**DIRECTIONS:** Among the entries below, only the lines starting at the one with "Target: farm field strip" and ending at the one with "Task: where can the outbuilding", both included, are to be printed exactly.
RECORDS FOR THIS TASK: Begin
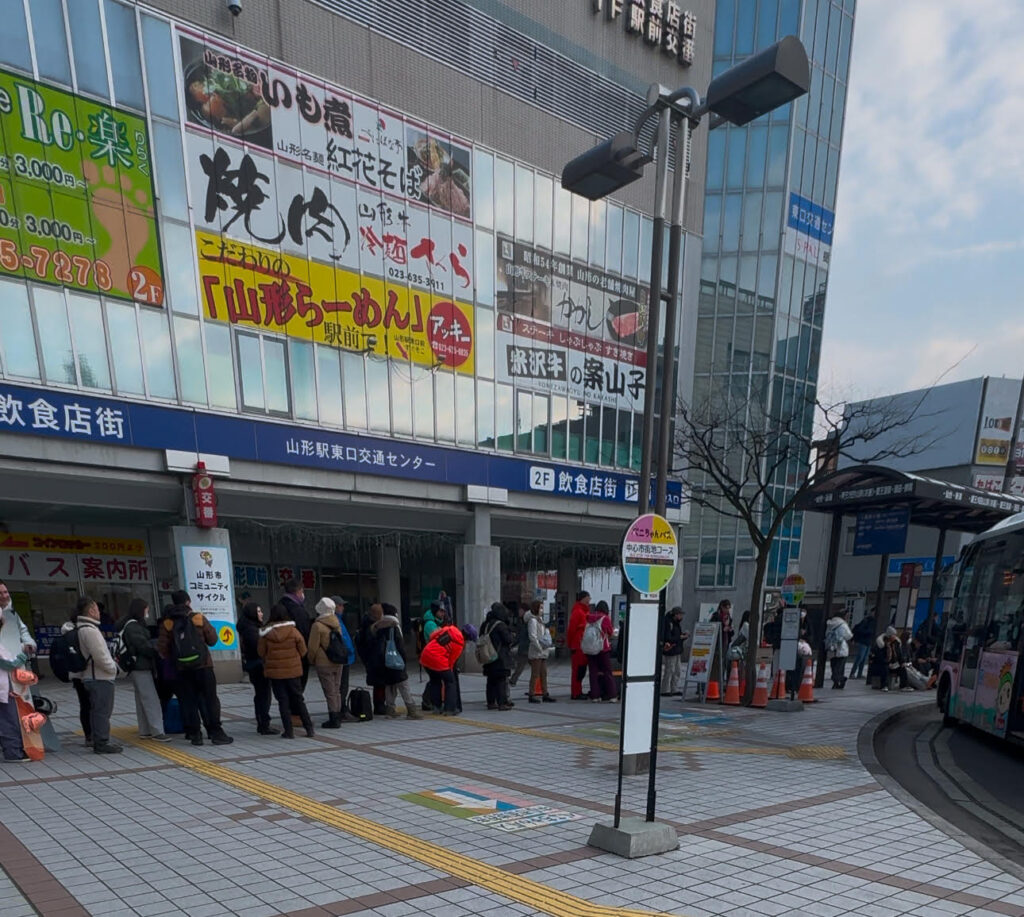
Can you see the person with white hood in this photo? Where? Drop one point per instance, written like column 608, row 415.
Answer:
column 320, row 651
column 838, row 635
column 15, row 647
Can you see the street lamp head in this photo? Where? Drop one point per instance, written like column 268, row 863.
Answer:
column 762, row 83
column 606, row 168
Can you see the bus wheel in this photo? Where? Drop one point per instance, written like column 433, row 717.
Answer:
column 942, row 699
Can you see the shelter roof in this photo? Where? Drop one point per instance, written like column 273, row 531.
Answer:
column 932, row 504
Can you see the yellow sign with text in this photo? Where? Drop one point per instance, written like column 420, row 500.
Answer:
column 15, row 541
column 258, row 288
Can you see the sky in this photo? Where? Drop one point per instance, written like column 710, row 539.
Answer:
column 927, row 279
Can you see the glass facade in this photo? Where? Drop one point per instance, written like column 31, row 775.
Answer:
column 503, row 313
column 770, row 195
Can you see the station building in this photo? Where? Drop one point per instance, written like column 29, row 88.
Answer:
column 295, row 292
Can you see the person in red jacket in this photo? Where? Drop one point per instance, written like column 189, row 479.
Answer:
column 438, row 658
column 573, row 635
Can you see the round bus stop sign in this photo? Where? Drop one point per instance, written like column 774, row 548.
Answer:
column 649, row 554
column 794, row 587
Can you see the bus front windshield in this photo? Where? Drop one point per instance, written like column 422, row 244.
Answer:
column 988, row 611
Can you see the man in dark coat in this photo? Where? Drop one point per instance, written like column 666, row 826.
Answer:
column 496, row 626
column 294, row 601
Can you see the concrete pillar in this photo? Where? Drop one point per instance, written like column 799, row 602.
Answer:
column 568, row 578
column 388, row 579
column 478, row 575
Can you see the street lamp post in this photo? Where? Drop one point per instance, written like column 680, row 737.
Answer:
column 758, row 85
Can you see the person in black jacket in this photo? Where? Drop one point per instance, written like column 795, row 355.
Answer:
column 249, row 625
column 294, row 601
column 673, row 638
column 136, row 639
column 497, row 627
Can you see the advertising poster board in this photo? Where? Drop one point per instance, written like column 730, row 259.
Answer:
column 704, row 647
column 209, row 578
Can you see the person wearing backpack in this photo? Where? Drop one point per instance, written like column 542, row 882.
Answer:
column 573, row 635
column 863, row 637
column 496, row 627
column 596, row 643
column 520, row 636
column 138, row 658
column 438, row 658
column 98, row 674
column 541, row 646
column 283, row 649
column 184, row 639
column 250, row 622
column 294, row 602
column 838, row 634
column 328, row 654
column 339, row 604
column 15, row 647
column 386, row 654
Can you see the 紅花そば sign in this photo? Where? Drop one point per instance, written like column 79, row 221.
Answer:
column 76, row 193
column 649, row 554
column 208, row 577
column 255, row 287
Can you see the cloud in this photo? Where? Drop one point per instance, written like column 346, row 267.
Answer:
column 934, row 112
column 927, row 267
column 886, row 364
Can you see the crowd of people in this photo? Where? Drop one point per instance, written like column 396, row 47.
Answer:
column 280, row 647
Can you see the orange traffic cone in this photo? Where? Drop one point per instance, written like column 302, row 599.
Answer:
column 713, row 691
column 761, row 688
column 732, row 688
column 806, row 693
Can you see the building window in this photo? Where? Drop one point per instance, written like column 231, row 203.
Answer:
column 122, row 331
column 87, row 43
column 50, row 40
column 14, row 49
column 123, row 35
column 188, row 347
column 54, row 338
column 86, row 317
column 17, row 342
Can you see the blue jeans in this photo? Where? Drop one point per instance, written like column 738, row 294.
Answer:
column 858, row 663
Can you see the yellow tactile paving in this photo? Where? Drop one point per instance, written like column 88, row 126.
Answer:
column 827, row 752
column 482, row 875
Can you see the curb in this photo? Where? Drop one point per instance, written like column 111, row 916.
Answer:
column 870, row 762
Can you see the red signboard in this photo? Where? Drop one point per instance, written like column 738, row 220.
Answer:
column 206, row 497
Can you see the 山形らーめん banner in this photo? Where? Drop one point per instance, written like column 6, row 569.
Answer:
column 567, row 329
column 76, row 192
column 263, row 289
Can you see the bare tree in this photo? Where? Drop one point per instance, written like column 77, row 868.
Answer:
column 748, row 460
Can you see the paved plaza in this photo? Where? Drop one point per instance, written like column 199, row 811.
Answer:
column 484, row 814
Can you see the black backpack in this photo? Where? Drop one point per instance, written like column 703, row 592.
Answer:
column 360, row 705
column 66, row 655
column 122, row 653
column 188, row 644
column 336, row 650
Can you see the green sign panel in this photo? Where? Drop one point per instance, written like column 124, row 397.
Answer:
column 77, row 202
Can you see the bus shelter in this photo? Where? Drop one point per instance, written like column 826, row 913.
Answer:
column 928, row 503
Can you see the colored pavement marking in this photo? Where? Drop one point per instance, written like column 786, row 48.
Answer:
column 820, row 752
column 482, row 875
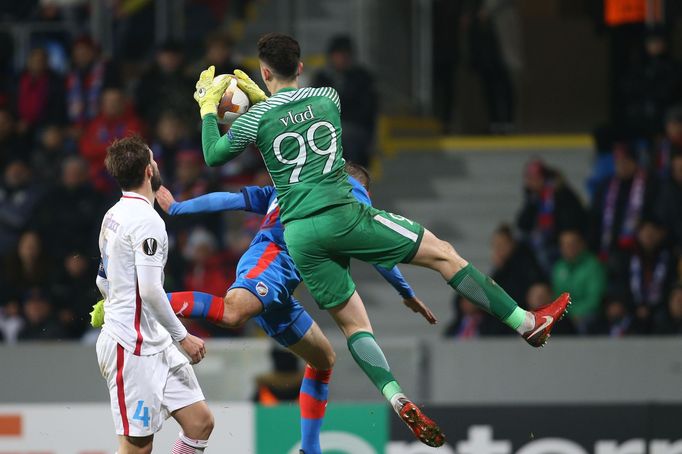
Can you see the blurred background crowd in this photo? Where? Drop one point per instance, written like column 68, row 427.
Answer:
column 618, row 252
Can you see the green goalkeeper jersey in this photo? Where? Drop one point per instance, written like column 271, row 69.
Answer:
column 298, row 132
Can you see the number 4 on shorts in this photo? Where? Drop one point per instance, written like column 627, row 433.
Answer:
column 142, row 413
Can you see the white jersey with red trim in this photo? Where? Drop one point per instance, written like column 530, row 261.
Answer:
column 132, row 234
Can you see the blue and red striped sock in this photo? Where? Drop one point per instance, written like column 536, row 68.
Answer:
column 197, row 305
column 313, row 402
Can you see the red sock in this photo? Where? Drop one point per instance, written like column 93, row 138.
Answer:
column 197, row 305
column 186, row 445
column 313, row 403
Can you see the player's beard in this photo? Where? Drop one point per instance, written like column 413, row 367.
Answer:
column 156, row 180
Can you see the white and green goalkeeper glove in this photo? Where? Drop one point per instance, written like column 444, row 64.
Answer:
column 248, row 86
column 209, row 90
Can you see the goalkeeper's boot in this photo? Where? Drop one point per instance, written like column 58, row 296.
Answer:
column 421, row 425
column 97, row 314
column 545, row 319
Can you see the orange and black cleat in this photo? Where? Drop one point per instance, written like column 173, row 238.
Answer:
column 545, row 319
column 421, row 425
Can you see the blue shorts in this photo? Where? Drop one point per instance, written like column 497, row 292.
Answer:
column 267, row 271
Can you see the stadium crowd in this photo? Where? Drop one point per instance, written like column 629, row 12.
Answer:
column 618, row 255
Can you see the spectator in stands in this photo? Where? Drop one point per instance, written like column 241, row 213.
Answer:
column 539, row 295
column 47, row 157
column 40, row 93
column 165, row 87
column 470, row 321
column 70, row 215
column 646, row 273
column 39, row 321
column 672, row 322
column 12, row 145
column 620, row 202
column 358, row 97
column 617, row 319
column 28, row 267
column 669, row 204
column 671, row 143
column 550, row 206
column 515, row 267
column 116, row 120
column 580, row 273
column 18, row 198
column 73, row 292
column 90, row 75
column 171, row 136
column 650, row 86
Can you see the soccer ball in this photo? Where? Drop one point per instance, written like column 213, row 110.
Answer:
column 233, row 103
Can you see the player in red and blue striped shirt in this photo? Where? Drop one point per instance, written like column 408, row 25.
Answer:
column 263, row 290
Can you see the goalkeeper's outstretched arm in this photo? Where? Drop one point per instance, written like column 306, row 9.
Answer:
column 220, row 149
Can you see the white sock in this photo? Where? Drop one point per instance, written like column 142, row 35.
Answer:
column 395, row 401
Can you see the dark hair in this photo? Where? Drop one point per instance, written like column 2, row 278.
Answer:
column 281, row 53
column 340, row 43
column 219, row 37
column 359, row 173
column 674, row 114
column 127, row 160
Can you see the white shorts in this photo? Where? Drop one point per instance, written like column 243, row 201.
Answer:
column 145, row 390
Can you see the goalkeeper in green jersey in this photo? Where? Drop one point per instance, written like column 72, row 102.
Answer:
column 298, row 132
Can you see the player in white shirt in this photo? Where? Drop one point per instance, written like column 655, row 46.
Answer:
column 149, row 378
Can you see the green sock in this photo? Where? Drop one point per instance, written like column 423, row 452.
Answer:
column 486, row 294
column 367, row 353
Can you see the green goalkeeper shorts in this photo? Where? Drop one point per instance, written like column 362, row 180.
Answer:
column 323, row 244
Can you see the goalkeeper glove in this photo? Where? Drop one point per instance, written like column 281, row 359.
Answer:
column 209, row 91
column 97, row 315
column 248, row 86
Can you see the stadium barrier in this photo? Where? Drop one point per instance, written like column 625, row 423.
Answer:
column 366, row 429
column 477, row 372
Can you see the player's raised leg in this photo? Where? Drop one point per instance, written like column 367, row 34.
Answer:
column 319, row 356
column 232, row 311
column 352, row 318
column 535, row 326
column 197, row 423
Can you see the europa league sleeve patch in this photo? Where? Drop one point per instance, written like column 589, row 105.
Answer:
column 149, row 246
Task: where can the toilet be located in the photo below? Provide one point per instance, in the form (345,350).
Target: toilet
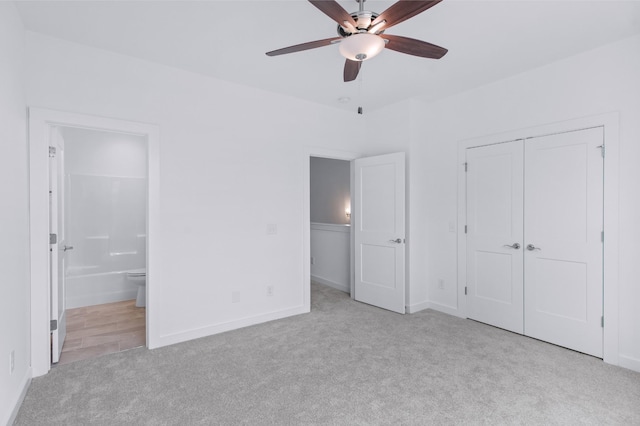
(139,277)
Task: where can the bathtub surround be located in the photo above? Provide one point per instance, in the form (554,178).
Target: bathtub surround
(384,368)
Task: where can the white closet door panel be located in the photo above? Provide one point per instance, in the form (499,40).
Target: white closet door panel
(380,231)
(494,235)
(563,224)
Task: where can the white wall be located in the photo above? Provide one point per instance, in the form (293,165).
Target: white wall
(232,161)
(330,192)
(14,214)
(596,82)
(105,214)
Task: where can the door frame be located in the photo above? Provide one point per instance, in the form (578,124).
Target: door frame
(610,124)
(40,122)
(306,217)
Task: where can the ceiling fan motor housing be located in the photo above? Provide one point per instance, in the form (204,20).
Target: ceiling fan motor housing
(363,22)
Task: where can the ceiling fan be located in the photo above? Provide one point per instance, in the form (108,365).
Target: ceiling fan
(361,33)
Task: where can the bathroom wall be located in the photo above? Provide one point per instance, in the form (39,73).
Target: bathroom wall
(105,216)
(330,180)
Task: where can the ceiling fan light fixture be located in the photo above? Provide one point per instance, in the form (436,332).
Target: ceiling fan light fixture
(361,46)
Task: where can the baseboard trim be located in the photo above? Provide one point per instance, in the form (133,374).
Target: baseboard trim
(337,286)
(450,310)
(417,307)
(629,362)
(25,383)
(196,333)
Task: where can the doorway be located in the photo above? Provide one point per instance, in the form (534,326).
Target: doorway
(378,235)
(41,125)
(330,217)
(100,252)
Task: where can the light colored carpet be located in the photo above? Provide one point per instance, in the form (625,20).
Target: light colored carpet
(345,363)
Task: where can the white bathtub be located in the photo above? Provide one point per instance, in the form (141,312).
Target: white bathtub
(86,289)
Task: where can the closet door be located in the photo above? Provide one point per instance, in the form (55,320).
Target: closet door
(562,239)
(494,235)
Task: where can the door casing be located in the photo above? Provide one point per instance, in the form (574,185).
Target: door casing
(610,123)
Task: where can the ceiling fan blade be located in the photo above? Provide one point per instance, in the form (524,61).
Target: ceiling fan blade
(334,11)
(351,69)
(303,46)
(414,47)
(401,11)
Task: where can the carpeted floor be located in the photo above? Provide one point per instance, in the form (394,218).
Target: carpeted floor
(345,363)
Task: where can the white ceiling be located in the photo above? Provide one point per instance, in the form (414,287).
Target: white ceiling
(487,41)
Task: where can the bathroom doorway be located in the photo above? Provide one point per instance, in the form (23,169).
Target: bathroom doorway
(103,211)
(101,208)
(44,124)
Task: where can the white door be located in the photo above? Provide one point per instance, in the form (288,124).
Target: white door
(563,225)
(379,214)
(494,235)
(57,248)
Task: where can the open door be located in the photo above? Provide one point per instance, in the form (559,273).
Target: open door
(379,222)
(57,248)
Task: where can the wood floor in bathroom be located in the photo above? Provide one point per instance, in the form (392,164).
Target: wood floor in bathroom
(103,329)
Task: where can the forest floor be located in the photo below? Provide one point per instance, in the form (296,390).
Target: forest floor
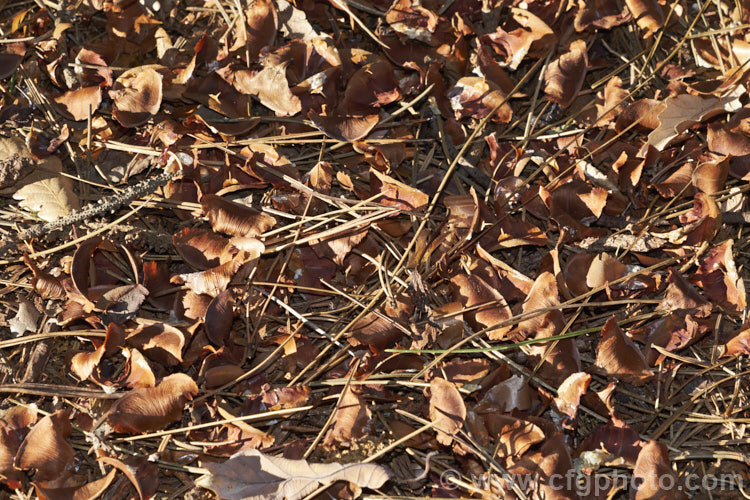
(330,249)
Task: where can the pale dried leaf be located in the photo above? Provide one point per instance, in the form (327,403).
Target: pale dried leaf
(251,475)
(47,193)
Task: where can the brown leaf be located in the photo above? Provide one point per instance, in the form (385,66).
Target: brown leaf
(88,491)
(447,409)
(372,86)
(601,14)
(739,343)
(44,283)
(617,438)
(14,426)
(260,29)
(47,449)
(251,475)
(475,97)
(569,393)
(551,462)
(345,127)
(682,111)
(9,64)
(565,75)
(142,474)
(717,276)
(711,176)
(47,192)
(511,394)
(619,357)
(137,96)
(514,436)
(160,342)
(396,194)
(219,317)
(412,20)
(703,221)
(234,218)
(648,14)
(351,420)
(472,291)
(153,408)
(653,475)
(78,104)
(200,248)
(270,87)
(122,303)
(83,364)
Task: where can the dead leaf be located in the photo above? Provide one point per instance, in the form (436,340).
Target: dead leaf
(152,408)
(682,111)
(565,75)
(351,420)
(619,357)
(234,218)
(270,87)
(447,409)
(137,96)
(46,192)
(46,448)
(654,476)
(79,104)
(251,475)
(26,318)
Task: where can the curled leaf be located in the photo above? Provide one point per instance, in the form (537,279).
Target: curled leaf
(565,75)
(447,409)
(152,408)
(252,475)
(234,218)
(137,96)
(46,448)
(619,357)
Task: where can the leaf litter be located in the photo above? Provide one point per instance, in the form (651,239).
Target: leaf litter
(307,249)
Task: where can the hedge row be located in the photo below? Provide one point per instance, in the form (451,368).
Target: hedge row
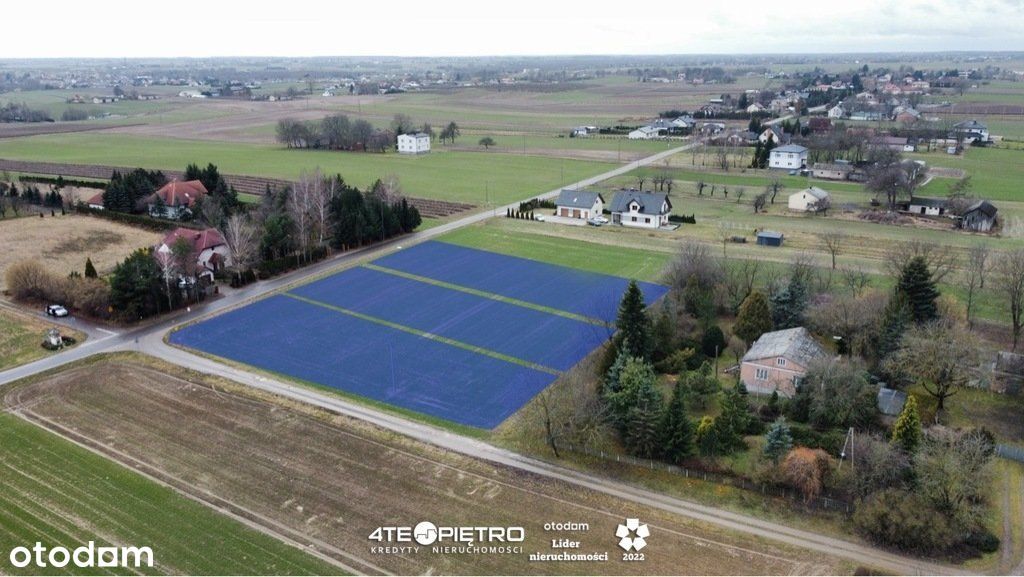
(140,220)
(57,181)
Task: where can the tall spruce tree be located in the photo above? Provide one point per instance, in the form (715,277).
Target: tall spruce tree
(895,320)
(906,429)
(915,282)
(90,270)
(778,441)
(634,324)
(754,318)
(677,431)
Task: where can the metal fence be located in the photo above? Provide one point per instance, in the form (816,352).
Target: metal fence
(1012,453)
(821,503)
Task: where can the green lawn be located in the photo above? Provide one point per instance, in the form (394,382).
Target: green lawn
(621,261)
(995,173)
(59,494)
(464,176)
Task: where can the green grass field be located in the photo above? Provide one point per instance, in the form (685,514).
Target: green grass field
(464,176)
(621,261)
(61,495)
(20,339)
(995,173)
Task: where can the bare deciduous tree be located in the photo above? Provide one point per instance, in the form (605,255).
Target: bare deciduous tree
(834,241)
(856,279)
(973,278)
(240,234)
(299,206)
(168,272)
(941,259)
(1010,282)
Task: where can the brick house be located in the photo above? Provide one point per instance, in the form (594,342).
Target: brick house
(777,361)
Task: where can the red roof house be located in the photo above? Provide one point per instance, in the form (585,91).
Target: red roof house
(177,199)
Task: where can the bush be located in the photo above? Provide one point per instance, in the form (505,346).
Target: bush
(903,520)
(28,280)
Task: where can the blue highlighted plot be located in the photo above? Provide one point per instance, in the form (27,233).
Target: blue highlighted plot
(434,349)
(590,294)
(527,334)
(335,349)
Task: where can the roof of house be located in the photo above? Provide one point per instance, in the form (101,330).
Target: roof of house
(796,344)
(791,149)
(578,199)
(201,240)
(891,401)
(971,125)
(931,203)
(832,166)
(181,193)
(984,207)
(814,192)
(890,140)
(650,203)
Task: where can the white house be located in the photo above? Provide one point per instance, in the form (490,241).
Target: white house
(927,206)
(972,130)
(579,204)
(808,200)
(645,210)
(207,246)
(787,157)
(837,112)
(645,133)
(684,122)
(415,143)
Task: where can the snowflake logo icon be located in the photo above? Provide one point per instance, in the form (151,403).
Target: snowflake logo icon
(633,535)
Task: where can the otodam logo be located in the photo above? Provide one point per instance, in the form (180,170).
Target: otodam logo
(449,539)
(85,557)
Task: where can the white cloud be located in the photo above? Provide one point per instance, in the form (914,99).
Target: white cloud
(196,28)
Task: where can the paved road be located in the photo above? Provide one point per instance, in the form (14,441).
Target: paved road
(148,339)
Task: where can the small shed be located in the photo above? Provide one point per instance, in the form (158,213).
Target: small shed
(770,238)
(891,401)
(979,216)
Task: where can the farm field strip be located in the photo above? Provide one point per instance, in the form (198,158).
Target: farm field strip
(577,291)
(424,334)
(62,494)
(546,340)
(484,294)
(335,479)
(353,355)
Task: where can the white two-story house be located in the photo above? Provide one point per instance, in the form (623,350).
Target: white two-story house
(644,210)
(415,143)
(788,157)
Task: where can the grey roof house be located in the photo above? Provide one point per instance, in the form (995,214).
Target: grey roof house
(635,208)
(778,360)
(579,204)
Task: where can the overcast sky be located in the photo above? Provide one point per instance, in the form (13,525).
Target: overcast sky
(306,28)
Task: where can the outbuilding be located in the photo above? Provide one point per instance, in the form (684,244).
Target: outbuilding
(811,199)
(770,238)
(579,204)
RECORDS FOR THIS TASK: End
**SOLUTION BELOW:**
Target: farm field strip
(577,291)
(424,334)
(62,494)
(546,340)
(484,294)
(335,479)
(353,355)
Task: where can the white two-story house be located in the photo above? Provide one point per instance, in the form (623,350).
Target: white two-story house
(644,210)
(415,143)
(788,157)
Task: where can the grey roof house be located in the photo above? Provide one point per instance, in the form (995,214).
Target: grey roof house
(635,208)
(778,360)
(579,204)
Task: where can the overcast sky be located in the photo above? Provide one point per instance, in the form (13,525).
Target: overcast sky
(306,28)
Task: where can the outbuilding be located in the photo above? Provide one point per instance, in the form (684,244).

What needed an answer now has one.